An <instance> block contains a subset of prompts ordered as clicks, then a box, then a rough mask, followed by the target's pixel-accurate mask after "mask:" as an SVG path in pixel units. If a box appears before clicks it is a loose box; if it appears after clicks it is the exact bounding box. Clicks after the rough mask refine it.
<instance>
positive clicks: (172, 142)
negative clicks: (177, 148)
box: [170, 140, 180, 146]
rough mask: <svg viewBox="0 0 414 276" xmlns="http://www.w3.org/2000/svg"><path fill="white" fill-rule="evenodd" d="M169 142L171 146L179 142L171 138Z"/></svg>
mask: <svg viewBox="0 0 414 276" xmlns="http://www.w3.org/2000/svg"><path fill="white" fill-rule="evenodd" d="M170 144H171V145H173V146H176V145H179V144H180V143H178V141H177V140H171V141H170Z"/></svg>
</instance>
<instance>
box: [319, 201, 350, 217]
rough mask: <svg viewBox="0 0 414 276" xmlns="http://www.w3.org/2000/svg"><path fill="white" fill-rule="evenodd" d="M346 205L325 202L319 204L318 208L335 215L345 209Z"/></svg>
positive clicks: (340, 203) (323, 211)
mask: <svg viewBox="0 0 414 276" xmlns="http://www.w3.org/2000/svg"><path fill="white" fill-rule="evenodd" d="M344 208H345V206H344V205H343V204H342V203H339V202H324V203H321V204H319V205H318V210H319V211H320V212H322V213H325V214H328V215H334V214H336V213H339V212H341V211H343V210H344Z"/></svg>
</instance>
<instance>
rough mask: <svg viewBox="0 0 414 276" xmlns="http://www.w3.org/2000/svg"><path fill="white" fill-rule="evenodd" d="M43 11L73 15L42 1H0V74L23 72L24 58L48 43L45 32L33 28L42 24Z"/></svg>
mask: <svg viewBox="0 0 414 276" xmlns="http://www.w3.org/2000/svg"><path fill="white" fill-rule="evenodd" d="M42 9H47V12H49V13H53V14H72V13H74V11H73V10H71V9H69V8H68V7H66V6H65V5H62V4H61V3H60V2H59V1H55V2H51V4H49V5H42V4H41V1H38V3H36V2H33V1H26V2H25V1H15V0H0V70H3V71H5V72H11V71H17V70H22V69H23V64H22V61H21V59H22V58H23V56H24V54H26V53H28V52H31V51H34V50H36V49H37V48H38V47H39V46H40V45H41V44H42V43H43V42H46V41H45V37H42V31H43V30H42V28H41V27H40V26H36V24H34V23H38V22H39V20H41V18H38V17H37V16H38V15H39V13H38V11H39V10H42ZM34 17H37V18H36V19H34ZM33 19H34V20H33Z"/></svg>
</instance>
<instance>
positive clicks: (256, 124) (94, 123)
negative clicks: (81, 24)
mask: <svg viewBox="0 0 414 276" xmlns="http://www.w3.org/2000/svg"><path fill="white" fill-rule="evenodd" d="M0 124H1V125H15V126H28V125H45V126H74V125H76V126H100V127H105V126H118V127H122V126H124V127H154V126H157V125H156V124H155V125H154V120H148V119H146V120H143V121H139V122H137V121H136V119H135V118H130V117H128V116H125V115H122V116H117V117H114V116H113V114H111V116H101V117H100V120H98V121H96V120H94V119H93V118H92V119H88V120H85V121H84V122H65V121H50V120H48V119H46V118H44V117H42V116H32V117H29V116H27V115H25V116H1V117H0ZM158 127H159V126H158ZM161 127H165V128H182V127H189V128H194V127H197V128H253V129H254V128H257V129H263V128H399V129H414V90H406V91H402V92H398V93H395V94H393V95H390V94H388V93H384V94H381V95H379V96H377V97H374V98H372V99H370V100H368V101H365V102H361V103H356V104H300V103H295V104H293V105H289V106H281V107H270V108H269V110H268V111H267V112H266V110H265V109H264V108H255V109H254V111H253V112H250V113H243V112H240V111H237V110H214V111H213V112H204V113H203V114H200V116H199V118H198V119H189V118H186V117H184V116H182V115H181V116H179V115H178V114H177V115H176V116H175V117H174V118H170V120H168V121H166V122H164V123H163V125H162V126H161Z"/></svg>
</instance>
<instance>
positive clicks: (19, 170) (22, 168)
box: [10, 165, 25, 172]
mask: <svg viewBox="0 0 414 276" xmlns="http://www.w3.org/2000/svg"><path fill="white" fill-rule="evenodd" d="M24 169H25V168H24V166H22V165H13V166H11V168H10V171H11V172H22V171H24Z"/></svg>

→ Goal of the exercise
Render the material above as a Markdown table with two columns, Row and Line, placing each non-blank line in its own numbered row and omitting blank lines.

→ Solution to this task
| Row | Line |
|---|---|
| 1 | An <instance> block contains a subset of prompts ordered as clicks, then a box, then a rough mask, followed by the target's pixel-accurate mask after "mask:" as an SVG path in pixel units. If a box appears before clicks it is a loose box; if it appears after clicks it is the exact bounding box. Clicks after the rough mask refine it. |
| 2 | <instance> |
| 3 | positive clicks: (172, 142) |
| 4 | negative clicks: (177, 148) |
| 5 | box: [170, 140, 180, 146] |
| 6 | rough mask: <svg viewBox="0 0 414 276" xmlns="http://www.w3.org/2000/svg"><path fill="white" fill-rule="evenodd" d="M169 142L171 146L179 142L171 138Z"/></svg> |
| 7 | mask: <svg viewBox="0 0 414 276" xmlns="http://www.w3.org/2000/svg"><path fill="white" fill-rule="evenodd" d="M170 144H171V145H173V146H176V145H179V144H180V143H178V141H177V140H171V141H170Z"/></svg> |
| 8 | </instance> |
| 9 | <instance> |
| 10 | box: [319, 201, 350, 217] |
| 11 | rough mask: <svg viewBox="0 0 414 276" xmlns="http://www.w3.org/2000/svg"><path fill="white" fill-rule="evenodd" d="M346 205L325 202L319 204L318 208L335 215L345 209Z"/></svg> |
| 12 | positive clicks: (340, 203) (323, 211) |
| 13 | mask: <svg viewBox="0 0 414 276" xmlns="http://www.w3.org/2000/svg"><path fill="white" fill-rule="evenodd" d="M344 208H345V206H344V205H343V204H342V203H339V202H324V203H321V204H319V205H318V210H319V211H320V212H322V213H325V214H328V215H334V214H336V213H339V212H341V211H343V210H344Z"/></svg> |
| 14 | </instance> |
| 15 | <instance> |
| 16 | rough mask: <svg viewBox="0 0 414 276" xmlns="http://www.w3.org/2000/svg"><path fill="white" fill-rule="evenodd" d="M43 11L73 15L42 1H0V74L23 72L24 58L48 43L45 32L33 28L42 24Z"/></svg> |
| 17 | mask: <svg viewBox="0 0 414 276" xmlns="http://www.w3.org/2000/svg"><path fill="white" fill-rule="evenodd" d="M42 9H47V12H49V13H53V14H72V13H74V11H73V10H71V9H69V8H68V7H66V6H65V5H62V4H61V3H60V2H59V1H55V2H51V4H49V5H42V4H41V1H38V3H36V2H33V1H26V2H25V1H15V0H0V70H3V71H5V72H11V71H17V70H22V69H23V64H22V61H21V59H22V58H23V56H24V54H26V53H28V52H31V51H34V50H36V49H37V48H38V47H39V46H40V45H41V44H42V43H43V42H46V41H45V37H42V31H43V30H42V28H41V27H40V26H36V24H34V23H38V22H39V20H41V18H38V17H37V16H38V15H39V13H38V11H39V10H42ZM34 17H37V18H36V19H34ZM33 19H34V20H33Z"/></svg> |
| 18 | </instance> |
| 19 | <instance> |
| 20 | positive clicks: (256, 124) (94, 123) |
| 21 | negative clicks: (81, 24) |
| 22 | mask: <svg viewBox="0 0 414 276" xmlns="http://www.w3.org/2000/svg"><path fill="white" fill-rule="evenodd" d="M0 124H1V125H15V126H28V125H45V126H74V125H76V126H100V127H105V126H118V127H122V126H124V127H154V126H157V125H156V124H155V125H154V120H148V119H146V120H143V121H139V122H137V121H136V119H135V118H130V117H128V116H125V115H122V116H117V117H114V116H113V114H111V116H101V117H100V120H98V121H96V120H94V119H93V118H92V119H88V120H85V121H84V122H65V121H50V120H48V119H46V118H44V117H42V116H32V117H29V116H27V115H25V116H1V117H0ZM158 127H159V126H158ZM161 127H165V128H182V127H189V128H194V127H197V128H253V129H254V128H257V129H263V128H399V129H414V90H406V91H402V92H398V93H395V94H393V95H390V94H388V93H384V94H381V95H379V96H377V97H374V98H372V99H370V100H368V101H365V102H361V103H356V104H300V103H295V104H293V105H289V106H281V107H270V108H269V110H268V111H267V112H266V110H265V109H264V108H255V109H254V111H253V112H250V113H243V112H240V111H237V110H214V111H213V112H204V113H203V114H200V116H199V118H198V119H189V118H186V117H184V116H182V115H181V116H179V115H178V114H177V115H176V116H175V117H174V118H170V120H168V121H166V122H164V123H163V125H162V126H161Z"/></svg> |
| 23 | </instance> |
| 24 | <instance> |
| 25 | positive clicks: (19, 170) (22, 168) |
| 26 | box: [10, 165, 25, 172] |
| 27 | mask: <svg viewBox="0 0 414 276" xmlns="http://www.w3.org/2000/svg"><path fill="white" fill-rule="evenodd" d="M24 169H25V168H24V166H22V165H13V166H11V168H10V171H11V172H22V171H24Z"/></svg> |